## Work order
Lines in the data below that contain the word "silver" are to be copied.

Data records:
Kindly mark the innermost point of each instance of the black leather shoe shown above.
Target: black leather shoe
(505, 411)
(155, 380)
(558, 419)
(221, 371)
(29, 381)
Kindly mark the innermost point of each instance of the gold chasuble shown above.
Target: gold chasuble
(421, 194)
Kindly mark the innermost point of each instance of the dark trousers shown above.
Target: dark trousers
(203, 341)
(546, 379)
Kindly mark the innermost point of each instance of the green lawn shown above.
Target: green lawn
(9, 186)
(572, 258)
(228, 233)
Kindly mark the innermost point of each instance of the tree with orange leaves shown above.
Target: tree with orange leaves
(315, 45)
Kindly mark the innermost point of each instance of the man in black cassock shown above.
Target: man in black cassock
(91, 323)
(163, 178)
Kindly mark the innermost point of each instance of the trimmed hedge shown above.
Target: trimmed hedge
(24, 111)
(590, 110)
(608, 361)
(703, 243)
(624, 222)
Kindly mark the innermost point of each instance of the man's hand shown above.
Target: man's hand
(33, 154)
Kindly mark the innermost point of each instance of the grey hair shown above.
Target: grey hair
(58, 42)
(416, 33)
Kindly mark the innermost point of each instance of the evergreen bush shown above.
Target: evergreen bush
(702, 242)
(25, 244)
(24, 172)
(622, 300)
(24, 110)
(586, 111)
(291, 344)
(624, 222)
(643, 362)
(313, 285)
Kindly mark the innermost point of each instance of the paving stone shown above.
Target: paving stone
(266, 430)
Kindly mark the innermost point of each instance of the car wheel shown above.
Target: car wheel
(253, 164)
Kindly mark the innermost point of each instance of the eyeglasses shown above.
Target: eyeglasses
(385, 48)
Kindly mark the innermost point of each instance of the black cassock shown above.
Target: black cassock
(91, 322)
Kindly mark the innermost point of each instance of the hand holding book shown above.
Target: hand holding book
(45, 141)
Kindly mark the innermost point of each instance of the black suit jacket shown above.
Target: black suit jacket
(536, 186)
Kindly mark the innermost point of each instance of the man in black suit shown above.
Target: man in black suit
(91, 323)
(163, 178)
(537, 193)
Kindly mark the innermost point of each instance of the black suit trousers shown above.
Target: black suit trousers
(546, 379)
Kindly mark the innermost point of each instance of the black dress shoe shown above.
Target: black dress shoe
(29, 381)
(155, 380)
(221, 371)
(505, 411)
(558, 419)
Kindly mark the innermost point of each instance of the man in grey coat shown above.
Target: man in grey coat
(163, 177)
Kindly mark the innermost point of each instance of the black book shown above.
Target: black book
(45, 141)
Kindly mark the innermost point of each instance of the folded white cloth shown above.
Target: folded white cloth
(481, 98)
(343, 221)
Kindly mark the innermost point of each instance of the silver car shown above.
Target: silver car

## Exercise output
Kindly mark the innermost point of each instance of the silver car shown above.
Target: silver car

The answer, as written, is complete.